Kutipan Halaman
Transformasi Spiritual


Menandai hijab

Sebuah pertanyaan yang seringkali dilontarkan ketika kita tengah menapaki jalan spiritual adalah antara realitas dan ghaib. Antara imanen dan transeden. Kemudian pertanyaan akan berkembang apakah alam semesta merupakan suatu yang realitas atau suatu yang ghaib.?.   Jikalau kita memaknai bahwa alam semesta adalah suatu realitas maka kita menjadi terhijab. Kita tidak akan mampu memahami keghaiban alam semesta. Demikian juga  sebaliknya, jika kita memaknai bahwa alam semesta adalah sesuatu yang ghaib maka kita menjadi terhijab pula. Kita akan kesulitan memahami realitas dari alam semesta itu sendiri. Dikotomi ini membingungkan para penempuh jalan spiritual. Saat kapan alam semesta menjadi ghaib dan saat mana merupakan realitas. Cara sederhana sebenarnya adalah menggunakan logika kesadaran manusia. Saat manusia tidur maka alam semesta menjadi ghaib baginya dan saat manusia bangun alam semesta menjadi realitas baginya. Namun bagaimana jika manusia bangun ?. Apakah alam semesta menjadi realitas terus bagi dirinya. Ternyata tidak juga. Saat manusia bangun pun, saat manusia sadarpun alam semesta tetap dapat menjadi realitas ataupun menjadi ghaib, tergantung apakah dia mau meng on kan atau meng off kan kesadarannya.

Kaum spiritualis senantiasa mengajak kepada pemahaman-pemahaman ini untuk menghantarkan manusia kepada suatu kesadaran lain tentang Tuhan. Sebuah pemahaman yang cukup rumit; Tuhan adalah Dzat yang Dzahir dan juga  Batin. Tuhan adalah Dzat yang realitas dan juga ghaib. Kesulitan dalam memahami ini sedikit dapat terbantu dengan terbukanya hijab dalam memaknai antara yang ghaib dan realitas tersebut. Melalui eksplorasi kesadaran diri manusia. Kaum spiritualis dapat menggunakan semua entitas dirinya, secara lebih efektif, karena memang sudah tidak dibingungkan lagi oleh hal yang ghaib dan hal yang realitas. Bagi kaum spiritualis kedua eksitensi tersebut adalah relative. Relatif dalam kesadarannya, dalam posisi mana saat itu dia  memaknai dan menetapinya. Maka ketika dihadapkan kepada sebuah khabar tentang adanya Allah,  malaikat, adanya kitab, adanya rosul, adanya hari akhir , adanya takdir mereka tidak mengalami kesulitan berarti untuk melakukan transformasi kepada keyakinan tentang hal tersebut. Transformasi dari spiritual lokalnya kepada spiritual Islam. Spiritual Islam adalah spiritual yang mengkhabarkan tentang itu, dimana khabar tersebut kemudian  diyakininya sebagai IMAN. Salah satu pilar Islam, spirit Islam, ruh Islam.

Tugas Latihan
(a) Menurut kutipan halaman, kapan alam semesta menjadi ghaib bagi manusia jika memakai logika kesadaran manusia?
(b) Sebutkan semua hal yang keberadaannya disampaikan dalam khabar yang dihadapi kaum spiritualis menurut kutipan halaman.

Blok Data
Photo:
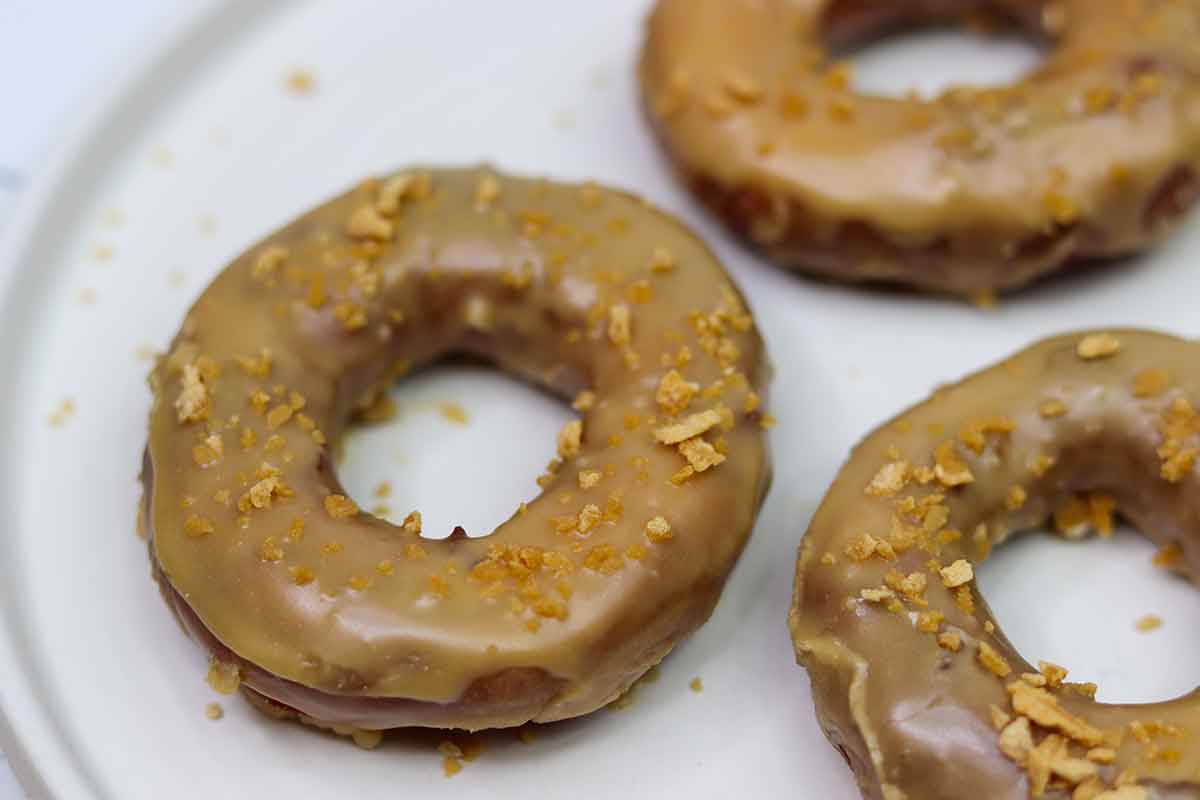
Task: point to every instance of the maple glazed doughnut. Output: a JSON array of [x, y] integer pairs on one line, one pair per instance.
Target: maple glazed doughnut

Kunci Jawaban
(a) Saat manusia tidur.

(b) Allah, malaikat, kitab, rosul, hari akhir, dan takdir.